**Instructions to follow**. The entries below are to be printed again word for word.
____________________
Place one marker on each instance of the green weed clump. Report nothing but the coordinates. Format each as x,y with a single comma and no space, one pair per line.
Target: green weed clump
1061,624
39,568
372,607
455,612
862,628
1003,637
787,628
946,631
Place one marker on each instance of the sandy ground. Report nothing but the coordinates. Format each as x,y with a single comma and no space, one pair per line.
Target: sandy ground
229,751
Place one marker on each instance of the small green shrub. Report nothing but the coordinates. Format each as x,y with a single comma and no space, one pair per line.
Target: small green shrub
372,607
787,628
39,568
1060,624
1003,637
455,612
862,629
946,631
____________________
**Exercise response**.
Place one marker on each instance of the green weed clump. Report nothing but the coordinates. Format each as x,y with a single comma and no space, one pair per line.
Target: green weed clump
1061,624
39,568
372,607
455,612
862,628
1003,637
787,628
946,631
Place one marker on each instance of the sandy ground. Report nothing but the coordinates. Format each as x,y with a single comma and no space, one pair per line.
Target: sandy ground
229,751
Place one marker on each instance of the small green shrub. Report nothing but the coordinates. Format each as x,y with a single comma and no space, one pair per line.
Target: small green shrub
372,607
787,628
39,568
1060,624
1003,637
455,612
862,629
946,631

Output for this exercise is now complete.